(Items from a dataset)
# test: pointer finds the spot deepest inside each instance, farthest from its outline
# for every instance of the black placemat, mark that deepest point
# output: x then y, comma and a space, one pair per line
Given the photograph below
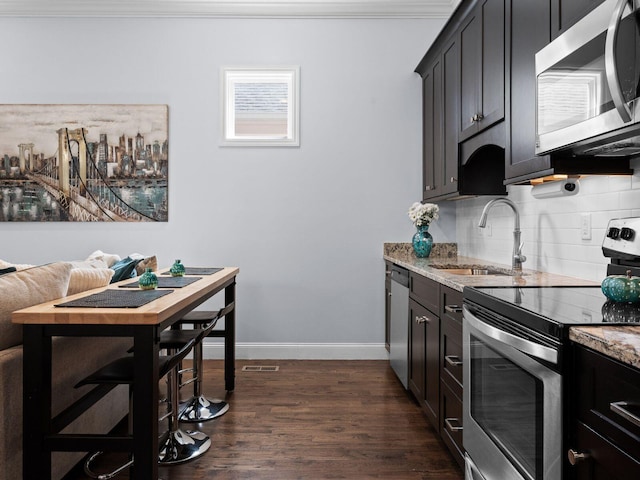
199, 270
113, 298
167, 282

**Aim of the exercise**
Please give the data again in full, exactly as written, but without any images.

**Response**
# test: pointer finds the spot deepest inside each instance, farthest from its outline
# for every instance of the black placemat, mark that deepest point
# output: x then y, comma and a space, one pair per line
Given the photograph below
199, 270
113, 298
167, 282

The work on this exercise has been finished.